Provided data
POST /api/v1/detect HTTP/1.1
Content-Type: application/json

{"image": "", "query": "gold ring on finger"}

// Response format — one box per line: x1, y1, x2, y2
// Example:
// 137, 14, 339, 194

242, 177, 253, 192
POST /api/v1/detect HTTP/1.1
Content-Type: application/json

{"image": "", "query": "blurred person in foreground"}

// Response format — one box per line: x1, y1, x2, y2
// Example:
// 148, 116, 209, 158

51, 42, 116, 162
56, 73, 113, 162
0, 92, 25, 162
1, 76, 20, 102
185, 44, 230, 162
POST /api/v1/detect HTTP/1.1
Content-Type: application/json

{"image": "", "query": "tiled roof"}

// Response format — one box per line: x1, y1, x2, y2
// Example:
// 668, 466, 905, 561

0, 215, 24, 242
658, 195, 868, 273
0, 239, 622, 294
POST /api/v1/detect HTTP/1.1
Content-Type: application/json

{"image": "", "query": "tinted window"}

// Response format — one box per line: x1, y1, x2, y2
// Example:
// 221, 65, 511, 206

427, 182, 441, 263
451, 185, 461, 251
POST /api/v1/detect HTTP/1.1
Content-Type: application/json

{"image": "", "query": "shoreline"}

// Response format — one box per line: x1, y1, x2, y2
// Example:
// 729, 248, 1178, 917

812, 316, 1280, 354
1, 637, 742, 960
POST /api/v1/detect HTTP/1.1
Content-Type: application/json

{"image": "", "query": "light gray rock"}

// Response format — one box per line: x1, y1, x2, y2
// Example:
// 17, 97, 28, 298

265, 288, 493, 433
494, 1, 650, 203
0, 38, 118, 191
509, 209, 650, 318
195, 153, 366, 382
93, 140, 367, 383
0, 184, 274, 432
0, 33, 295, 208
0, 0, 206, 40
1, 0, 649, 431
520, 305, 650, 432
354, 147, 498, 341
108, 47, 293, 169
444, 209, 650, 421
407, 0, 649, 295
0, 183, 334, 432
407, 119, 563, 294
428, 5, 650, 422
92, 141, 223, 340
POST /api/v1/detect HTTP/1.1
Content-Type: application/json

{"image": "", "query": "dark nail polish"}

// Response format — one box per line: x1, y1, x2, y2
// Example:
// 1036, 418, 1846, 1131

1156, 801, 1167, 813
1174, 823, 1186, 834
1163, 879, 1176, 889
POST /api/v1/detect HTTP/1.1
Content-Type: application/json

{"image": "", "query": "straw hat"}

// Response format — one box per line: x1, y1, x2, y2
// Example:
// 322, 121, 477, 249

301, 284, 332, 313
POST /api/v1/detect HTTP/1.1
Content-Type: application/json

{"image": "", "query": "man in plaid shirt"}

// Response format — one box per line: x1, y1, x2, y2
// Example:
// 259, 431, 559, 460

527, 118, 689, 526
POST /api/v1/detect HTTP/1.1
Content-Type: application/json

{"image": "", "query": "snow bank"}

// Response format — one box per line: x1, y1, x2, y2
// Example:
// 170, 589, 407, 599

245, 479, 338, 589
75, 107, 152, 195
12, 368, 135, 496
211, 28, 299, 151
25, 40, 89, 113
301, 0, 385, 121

How to complete this task
Give a word-for-word copy of the records.

Response area
POST /api/v1/detect HTTP/1.1
Content-Type: application/json

{"image": "", "query": "gold ring on finger"}

// Response format — one box per line: x1, y1, x2, y2
// Example:
// 137, 14, 339, 194

242, 177, 253, 192
POST /api/v1/detect HTTP/1.1
Content-Type: application/json

{"image": "", "query": "blurred person in foreground"}

// Response format — one box per line: x1, y1, x2, y2
// Example:
// 148, 116, 209, 158

51, 42, 116, 162
56, 73, 113, 162
0, 92, 25, 162
1, 76, 20, 102
185, 44, 230, 162
POST /api/v1/detect HTTP/1.1
Content-Type: application/json

{"image": "", "query": "tiled roof"}

// Response format — one box per line: x1, y1, x2, y2
// Example:
// 668, 466, 905, 561

0, 215, 24, 242
658, 195, 868, 273
0, 239, 622, 294
POST /api/v1/detect HTTP/1.1
Content-Type: application/json

{"image": "", "query": "tinted window"}

// Response format — one box per line: x1, y1, x2, y2
// Example:
// 221, 65, 511, 206

427, 182, 441, 263
451, 185, 461, 251
POST /api/v1/detect HTTP/1.1
Content-Type: application/json

{"image": "", "query": "shoreline"}

// Response format — one box per line: x1, y1, x2, y2
// Example:
// 729, 248, 1178, 917

812, 316, 1280, 354
1, 637, 742, 960
POST /api/v1/detect HTTP/1.1
Content-Type: application/json

{"image": "", "query": "light gray rock"}

// Response format — one box per line: x1, y1, x2, y2
// Example:
// 17, 97, 28, 298

265, 288, 493, 433
494, 1, 650, 203
0, 38, 118, 191
509, 209, 650, 318
195, 153, 366, 382
93, 140, 367, 383
0, 184, 274, 432
0, 33, 295, 208
0, 0, 206, 40
1, 0, 649, 431
520, 305, 650, 432
354, 147, 498, 341
108, 47, 293, 169
444, 209, 650, 421
407, 0, 649, 295
0, 183, 334, 432
407, 119, 563, 294
428, 5, 650, 422
92, 141, 223, 340
POST /api/v1/detect HTTP/1.1
Content-Type: application/json

{"image": "", "query": "dark nail polish"}

// Response format — one box per line: x1, y1, x2, y2
// Example:
// 1036, 418, 1846, 1131

1156, 801, 1167, 813
1174, 823, 1186, 834
1163, 879, 1176, 889
POST /api/v1/detect HTTP/1.1
Content-Type: application/json

{"image": "", "query": "straw hat"}

// Response format — one box per line: x1, y1, x2, y2
// Example:
// 322, 121, 477, 249

301, 284, 332, 313
POST /api/v1/detect HTTP/1.1
Content-Type: application/json

{"image": "", "query": "man in plaid shirt"}

// Response format — one box per line: x1, y1, x2, y2
// Example:
// 259, 431, 559, 460

527, 118, 689, 526
POST /api/v1/detect HTTP/1.1
Content-Type: application/json

{"image": "", "query": "snow bank"}

// Response format — one box per line: x1, y1, x2, y2
// Example:
// 170, 589, 407, 599

245, 479, 338, 589
75, 107, 152, 195
12, 368, 135, 496
211, 28, 299, 151
25, 40, 89, 113
301, 0, 385, 121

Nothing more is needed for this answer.